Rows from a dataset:
====
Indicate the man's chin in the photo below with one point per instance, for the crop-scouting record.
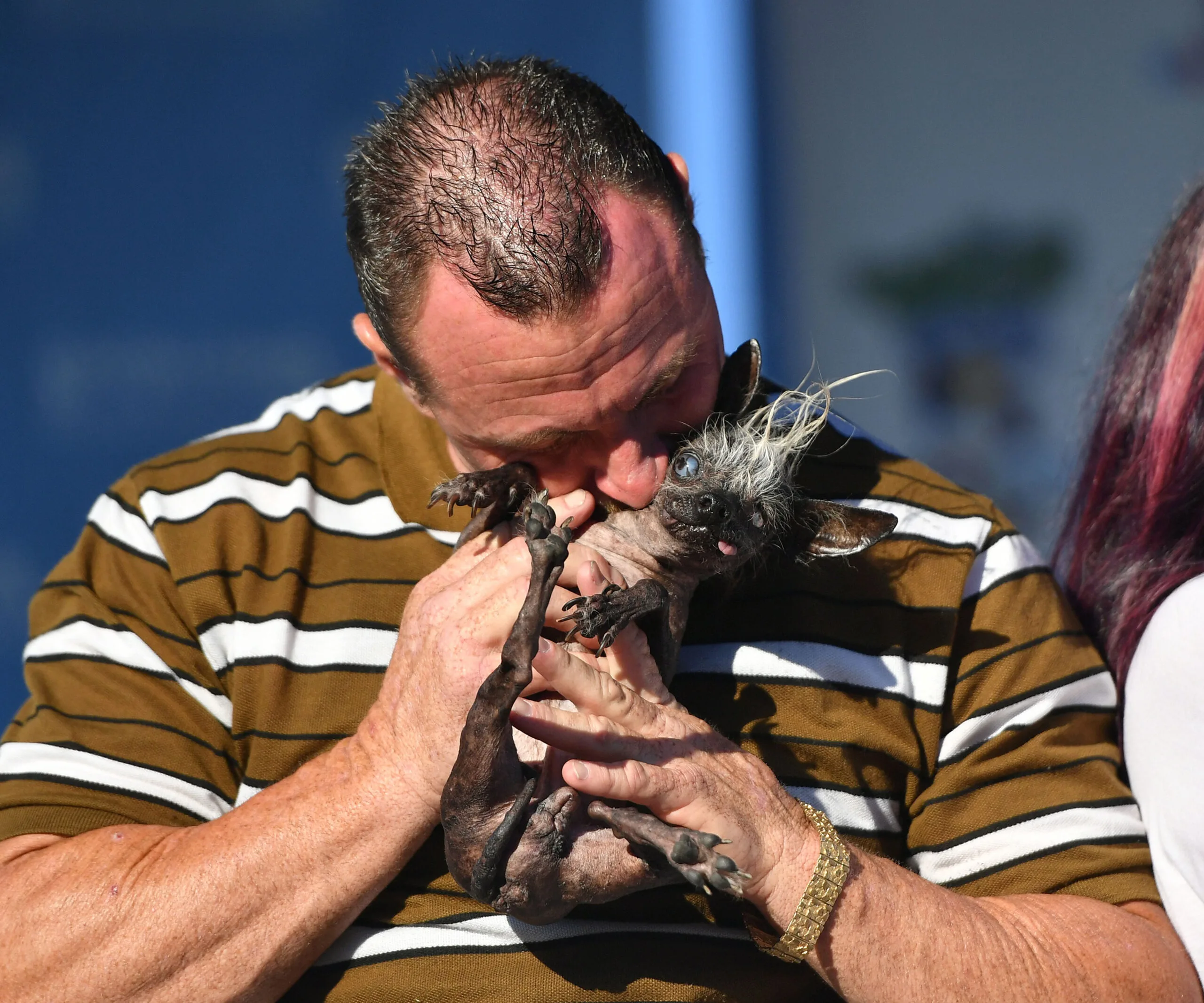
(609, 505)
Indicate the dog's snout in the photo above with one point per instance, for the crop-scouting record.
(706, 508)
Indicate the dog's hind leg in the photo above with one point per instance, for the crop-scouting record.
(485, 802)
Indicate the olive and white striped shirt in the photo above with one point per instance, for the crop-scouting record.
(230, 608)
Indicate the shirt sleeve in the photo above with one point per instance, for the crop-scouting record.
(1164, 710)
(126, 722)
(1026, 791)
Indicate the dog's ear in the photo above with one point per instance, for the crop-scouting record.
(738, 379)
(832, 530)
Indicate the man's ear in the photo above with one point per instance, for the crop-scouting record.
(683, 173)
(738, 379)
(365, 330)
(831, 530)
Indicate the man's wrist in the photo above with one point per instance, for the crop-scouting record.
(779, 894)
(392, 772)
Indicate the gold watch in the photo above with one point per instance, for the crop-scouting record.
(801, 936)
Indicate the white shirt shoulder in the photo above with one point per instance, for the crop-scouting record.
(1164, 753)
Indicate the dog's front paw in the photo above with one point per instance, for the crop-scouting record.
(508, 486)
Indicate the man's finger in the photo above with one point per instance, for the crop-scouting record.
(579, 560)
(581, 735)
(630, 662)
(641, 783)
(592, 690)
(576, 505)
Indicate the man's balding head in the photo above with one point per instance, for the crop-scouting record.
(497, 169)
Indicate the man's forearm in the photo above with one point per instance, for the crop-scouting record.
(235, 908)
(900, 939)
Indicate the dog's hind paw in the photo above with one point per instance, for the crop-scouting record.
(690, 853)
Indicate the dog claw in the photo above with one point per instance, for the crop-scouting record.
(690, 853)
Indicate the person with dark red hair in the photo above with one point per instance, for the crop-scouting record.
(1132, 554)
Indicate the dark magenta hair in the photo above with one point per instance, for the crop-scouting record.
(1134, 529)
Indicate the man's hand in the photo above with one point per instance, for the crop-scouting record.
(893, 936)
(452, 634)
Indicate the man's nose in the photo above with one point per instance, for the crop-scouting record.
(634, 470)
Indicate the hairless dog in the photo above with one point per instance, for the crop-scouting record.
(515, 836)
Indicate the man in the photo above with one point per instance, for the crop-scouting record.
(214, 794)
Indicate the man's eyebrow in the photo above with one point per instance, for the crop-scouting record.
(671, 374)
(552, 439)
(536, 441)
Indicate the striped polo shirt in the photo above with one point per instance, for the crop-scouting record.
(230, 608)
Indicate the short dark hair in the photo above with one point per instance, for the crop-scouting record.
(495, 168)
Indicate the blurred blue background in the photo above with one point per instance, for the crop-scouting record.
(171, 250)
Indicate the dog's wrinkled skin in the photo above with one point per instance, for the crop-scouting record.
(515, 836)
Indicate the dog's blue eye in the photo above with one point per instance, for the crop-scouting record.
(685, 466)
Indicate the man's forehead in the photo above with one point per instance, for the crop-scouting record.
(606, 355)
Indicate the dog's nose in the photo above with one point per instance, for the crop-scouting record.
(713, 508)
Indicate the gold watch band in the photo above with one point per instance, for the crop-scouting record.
====
TASK DIRECTIONS:
Leave out the pictures and repeat everything else in the records exactly.

FULL RESPONSE:
Indicate the man's chin in the photo below with one point per instance, for the crop-scouting record.
(609, 505)
Indicate the dog's snout in the photo above with one point per instance, for the crop-scouting record.
(706, 508)
Indicate the dog's hind leg in the photo above with one point per instance, for the crop-scouting record.
(485, 802)
Indicate the olive and white striped shirt in the photo above with one point per instance, for the crop-scouting record.
(230, 608)
Indicate the shirt sleeve in the photo above with one point per instance, for the crop-scouting record.
(1164, 710)
(126, 722)
(1026, 791)
Indicate the dog's ear in the photo above with one point per instance, for the crop-scouting record.
(738, 379)
(832, 530)
Indicate the man's ear in the photo above with one point per instance, for the crop-scouting record.
(683, 173)
(738, 379)
(365, 330)
(831, 530)
Indicate the man's wrist in the photo above with one point per instance, for the crop-scouting record.
(779, 894)
(392, 772)
Indicate the gold watch in the photo above with one point per instance, for the crop-scouting record.
(801, 936)
Indicate the white shirt shoulder in the photo above with one point per instance, for the crop-scouting record.
(1164, 753)
Indicate the dog's front paw in the photo above with one point per instance, for the crop-scouting record.
(508, 486)
Indicate the man's finger in the photo above with one point per instance, for the crop-scouting record.
(579, 560)
(581, 735)
(630, 662)
(641, 783)
(592, 690)
(576, 505)
Indicate the man's balding head in the photo above with one point per instance, for the crop-scouting record.
(497, 169)
Indicate the man's forearm in the photo above with one point per instance, for the crop-scouting record.
(235, 908)
(900, 939)
Indicate the dog's hind paw in the photo above with one point per instance, for the crop-scouting record.
(690, 853)
Indicate the dog claw in the photo above with one point per instance, for the crop-scouting record.
(690, 853)
Indicate the person with dark red hair in the photo above with one point per instance, for the crop-scouting record.
(1132, 554)
Indicate the dark magenta hair in the photo above with one point per instance, for the crop-scouting record.
(1134, 529)
Indicate the man's hand in the photo above with one point per instance, for the crop-scouting record.
(893, 936)
(452, 634)
Indicate the man's nose in the photo above with one point per instance, for the crop-scouting record.
(634, 470)
Indicate the hairless dog in the photo above with one point per instance, for the crop-scouting record.
(515, 836)
Indicate the man in the photo above with one point per instance, for the crop-scouting record.
(214, 794)
Indicate the man's eyebrow in the photo above with one point per instance, for the crop-scouting record.
(671, 374)
(552, 439)
(536, 441)
Indicate the striped polo shirt in the photo above with one point per instance, for the crop-scouting record.
(230, 608)
Indicate the short dark hair in the photo above with one point per instance, for the crop-scouting record.
(495, 168)
Indicate the blurred blue background in the photo above with one point per instance, for the crop-scouting record.
(171, 250)
Indicate the dog's wrinkled skin in the photo above with one point per instance, for the crop-scouting record.
(515, 836)
Indicate the dog's blue eye in the photo above with one point per instance, for the crop-scouting record.
(685, 466)
Indicate the man's forehead in the photo above with one point per instance, for the crop-scouting record.
(606, 355)
Indicate the dog's nose in the photo above with one point per instance, for the crop-scouting record.
(713, 508)
Indicate the gold watch band in the photo above with one point per instance, for the crop-scouting record.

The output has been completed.